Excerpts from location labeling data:

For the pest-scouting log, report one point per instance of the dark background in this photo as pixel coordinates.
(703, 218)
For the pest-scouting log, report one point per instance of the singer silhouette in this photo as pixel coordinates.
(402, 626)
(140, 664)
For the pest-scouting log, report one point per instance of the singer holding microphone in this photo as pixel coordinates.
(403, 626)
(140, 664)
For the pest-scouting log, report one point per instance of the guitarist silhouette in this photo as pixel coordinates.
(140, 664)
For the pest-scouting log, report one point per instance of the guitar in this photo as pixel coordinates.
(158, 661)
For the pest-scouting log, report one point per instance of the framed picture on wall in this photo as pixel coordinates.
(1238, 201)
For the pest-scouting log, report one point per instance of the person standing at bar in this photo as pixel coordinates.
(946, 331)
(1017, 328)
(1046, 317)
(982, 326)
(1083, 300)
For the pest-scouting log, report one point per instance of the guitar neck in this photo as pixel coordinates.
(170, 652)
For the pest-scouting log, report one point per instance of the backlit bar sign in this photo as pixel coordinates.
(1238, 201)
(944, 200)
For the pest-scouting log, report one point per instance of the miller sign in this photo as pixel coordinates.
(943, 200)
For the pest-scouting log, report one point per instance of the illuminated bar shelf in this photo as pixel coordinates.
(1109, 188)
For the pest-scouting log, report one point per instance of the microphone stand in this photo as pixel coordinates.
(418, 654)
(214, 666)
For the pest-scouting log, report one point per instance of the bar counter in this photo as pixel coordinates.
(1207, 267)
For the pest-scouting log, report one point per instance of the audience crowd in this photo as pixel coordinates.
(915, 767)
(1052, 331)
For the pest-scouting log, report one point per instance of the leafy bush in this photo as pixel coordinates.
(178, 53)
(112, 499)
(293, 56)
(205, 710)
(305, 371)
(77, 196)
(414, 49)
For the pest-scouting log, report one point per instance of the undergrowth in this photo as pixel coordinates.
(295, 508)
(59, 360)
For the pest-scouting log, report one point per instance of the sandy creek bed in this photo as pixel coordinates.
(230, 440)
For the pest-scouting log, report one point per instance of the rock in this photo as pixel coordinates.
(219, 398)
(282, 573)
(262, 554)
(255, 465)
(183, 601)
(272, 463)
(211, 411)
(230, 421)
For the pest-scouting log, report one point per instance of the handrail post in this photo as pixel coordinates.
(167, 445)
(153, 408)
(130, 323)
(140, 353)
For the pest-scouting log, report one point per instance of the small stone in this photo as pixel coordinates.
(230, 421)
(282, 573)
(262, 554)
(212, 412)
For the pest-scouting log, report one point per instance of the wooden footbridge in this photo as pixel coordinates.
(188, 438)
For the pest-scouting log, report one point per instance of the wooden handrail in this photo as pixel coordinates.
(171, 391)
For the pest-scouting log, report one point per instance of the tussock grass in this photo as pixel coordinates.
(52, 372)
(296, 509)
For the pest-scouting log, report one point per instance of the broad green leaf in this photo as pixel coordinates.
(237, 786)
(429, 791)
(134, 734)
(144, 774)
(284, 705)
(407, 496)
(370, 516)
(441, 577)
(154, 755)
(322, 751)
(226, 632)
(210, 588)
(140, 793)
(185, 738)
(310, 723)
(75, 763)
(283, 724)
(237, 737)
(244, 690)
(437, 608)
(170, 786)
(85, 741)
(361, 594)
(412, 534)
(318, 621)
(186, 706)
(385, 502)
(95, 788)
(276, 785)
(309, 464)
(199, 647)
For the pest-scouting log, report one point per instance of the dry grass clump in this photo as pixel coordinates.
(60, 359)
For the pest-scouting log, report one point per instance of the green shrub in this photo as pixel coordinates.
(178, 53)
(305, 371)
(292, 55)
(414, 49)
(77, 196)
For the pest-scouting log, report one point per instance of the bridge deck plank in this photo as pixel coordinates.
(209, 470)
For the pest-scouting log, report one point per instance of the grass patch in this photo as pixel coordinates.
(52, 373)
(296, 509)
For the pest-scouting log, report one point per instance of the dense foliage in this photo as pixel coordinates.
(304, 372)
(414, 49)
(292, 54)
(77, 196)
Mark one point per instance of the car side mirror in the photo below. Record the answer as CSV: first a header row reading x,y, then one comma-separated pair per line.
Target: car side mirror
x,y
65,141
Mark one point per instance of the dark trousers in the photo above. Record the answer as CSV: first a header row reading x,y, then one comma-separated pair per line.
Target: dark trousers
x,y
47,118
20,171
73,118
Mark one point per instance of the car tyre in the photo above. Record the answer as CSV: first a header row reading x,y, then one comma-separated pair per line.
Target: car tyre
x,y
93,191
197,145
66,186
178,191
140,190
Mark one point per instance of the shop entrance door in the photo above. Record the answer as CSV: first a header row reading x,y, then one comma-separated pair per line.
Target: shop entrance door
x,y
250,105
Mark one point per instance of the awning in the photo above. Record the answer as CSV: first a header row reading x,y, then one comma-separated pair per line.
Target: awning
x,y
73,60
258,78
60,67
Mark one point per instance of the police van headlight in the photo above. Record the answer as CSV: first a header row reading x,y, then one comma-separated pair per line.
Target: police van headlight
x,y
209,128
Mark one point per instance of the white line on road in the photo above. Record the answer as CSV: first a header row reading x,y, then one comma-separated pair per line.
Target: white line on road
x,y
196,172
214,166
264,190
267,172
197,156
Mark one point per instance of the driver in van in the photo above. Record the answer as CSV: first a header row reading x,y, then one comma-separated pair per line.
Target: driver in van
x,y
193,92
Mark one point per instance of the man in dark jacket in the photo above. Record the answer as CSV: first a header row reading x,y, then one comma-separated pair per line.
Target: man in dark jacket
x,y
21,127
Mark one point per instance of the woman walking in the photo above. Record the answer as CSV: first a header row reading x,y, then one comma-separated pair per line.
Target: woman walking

# TASK REQUIREMENTS:
Reproduce every row above word for word, without changing anything.

# RESPONSE BELOW:
For the pest-scouting log, report one point per instance of the dark background in this photo as pixel coordinates.
(703, 218)
For the pest-scouting log, report one point per instance of the singer silhouette in this photo as pixel coordinates.
(402, 626)
(140, 664)
For the pest-scouting log, report one point per instance of the singer holding microphone in this photo as pixel coordinates.
(403, 626)
(140, 664)
For the pest-scouting log, report one point per instance of the guitarist silhouette in this photo as pixel coordinates.
(140, 664)
For the pest-scouting log, report one point per instance of the guitar in this photo as pixel coordinates.
(158, 661)
For the pest-scouting log, report one point per instance of the framed picture on wall in this photo as pixel coordinates.
(1238, 201)
For the pest-scouting log, report one point per instance of the person standing at bar in this photo as pixel coordinates.
(946, 331)
(1017, 328)
(1046, 317)
(982, 326)
(1083, 300)
For the pest-scouting log, report one point per instance of the guitar neck in this photo as pixel coordinates.
(170, 652)
For the pest-scouting log, report one point per instance of the backlit bar sign in this photo as pixel coordinates.
(1238, 201)
(944, 200)
For the pest-scouting log, report one point per instance of the miller sign in this photo as pixel coordinates.
(943, 200)
For the pest-scouting log, report one point per instance of the illuminated bar shelf in this photo as pixel coordinates.
(1109, 188)
For the pest-scouting log, report one point per instance of the microphone stand in this photo as pixel coordinates.
(418, 654)
(214, 666)
For the pest-scouting log, report one point per instance of the bar counter in this photo as pixel coordinates.
(1207, 267)
For the pest-scouting log, report one point per instance of the audience crowd in this photo as pixel coordinates.
(915, 767)
(1052, 331)
For the pest-scouting log, report one point per instance of the leafy bush in this photo as pixel coordinates.
(178, 53)
(112, 499)
(293, 56)
(205, 710)
(305, 371)
(77, 196)
(414, 49)
For the pest-scouting log, report one point per instance of the undergrowth in this photo as pixel coordinates.
(295, 508)
(59, 360)
For the pest-scouting log, report one point per instance of the sandy creek bed in this photo as pixel coordinates.
(230, 440)
For the pest-scouting log, report one point per instance of the rock in this photo as pixel coordinates.
(219, 398)
(282, 573)
(262, 554)
(255, 465)
(183, 601)
(272, 463)
(211, 411)
(230, 421)
For the pest-scouting log, report one point per instance of the handrail post in this photo as pixel coordinates.
(167, 445)
(153, 408)
(130, 323)
(140, 353)
For the pest-scouting log, report one point per instance of the small stone in this photo as pixel coordinates.
(230, 421)
(282, 573)
(262, 554)
(212, 412)
For the pest-scouting log, report one point per instance of the wooden footbridge in this photo as pixel coordinates.
(188, 438)
For the pest-scouting log, report one point per instance of the wooden handrail in this photo as pixel coordinates.
(171, 391)
For the pest-scouting log, report one point per instance of the tussock grass in this photo as pixel coordinates.
(52, 372)
(296, 509)
For the pest-scouting log, report one point per instance of the broad green leaf in this photo as pixel coordinates.
(237, 786)
(429, 791)
(134, 734)
(144, 774)
(284, 705)
(407, 496)
(370, 516)
(441, 577)
(154, 755)
(322, 751)
(226, 632)
(210, 588)
(140, 793)
(185, 738)
(310, 723)
(75, 763)
(283, 724)
(237, 737)
(244, 690)
(437, 608)
(170, 786)
(85, 741)
(361, 594)
(412, 534)
(318, 621)
(186, 706)
(385, 502)
(95, 788)
(276, 785)
(309, 464)
(199, 647)
For the pest-scouting log, report one point per instance of the dry grass clump in this photo as pixel coordinates.
(60, 359)
For the pest-scouting log, report one point per instance of the green shrub in this photo as pixel coordinates.
(178, 53)
(305, 371)
(292, 55)
(414, 49)
(77, 196)
For the pest-scouting log, report one point per instance of the bridge deck plank in this photo as pixel coordinates.
(209, 470)
For the pest-scouting log, report one point per instance of the grass patch in this photo as pixel coordinates.
(52, 373)
(296, 509)
For the pest-scouting log, report one point per instance of the dense foliage in this photo as pixel coordinates.
(304, 372)
(414, 49)
(292, 54)
(77, 196)
Mark one point per instance of the car side mirror in the photo below. Record the answer as CSV: first a header row reading x,y, then one comma-separated pair per line.
Target: car side mirror
x,y
65,141
Mark one point per instance of the dark trousers in the photo above. Record the answer as CSV: first a header row reading x,y, then one comma-separated pair per line.
Target: dark trousers
x,y
47,118
20,171
73,118
Mark one point per instance of the car tyre in the photo above. Record the answer as CSV: first a header row reading x,y, then one comma-separated pair per line.
Target: car tyre
x,y
93,191
197,145
66,186
178,191
140,190
Mark one point per instance of the shop entrance door in the photo above. Record the answer as CSV: first a header row reading x,y, then one comma-separated pair per line.
Target: shop entrance door
x,y
250,105
Mark one point per instance of the awning in the photo above. Record the answer as CSV: first a header row reading x,y, then one comma-separated pair per line.
Target: awning
x,y
73,60
258,78
60,67
Mark one point per instance of the police van headlight in the photo above. Record the answer as CSV: first a header row reading x,y, then one comma-separated pair per line.
Target: police van headlight
x,y
209,128
Mark one point per instance of the white line on road in the photo above. Record the answer as CSV: first a header row reading x,y, then one comma-separated pair per line.
Target: white line on road
x,y
196,172
214,166
264,190
267,172
197,156
Mark one point per instance of the driver in van in the photo above. Record the answer as CSV: first a header row reading x,y, then one comma-separated pair per line.
Target: driver in van
x,y
193,92
Mark one point per instance of the man in dark jacket in the photo above. Record the answer as CSV: first a header row reading x,y, then one comma-separated pair per line.
Target: man in dark jacket
x,y
21,127
Mark one point per instance of the woman walking in the photo above. Record the answer as CSV: first a header row reading x,y, then one comma-separated pair per line.
Target: woman walking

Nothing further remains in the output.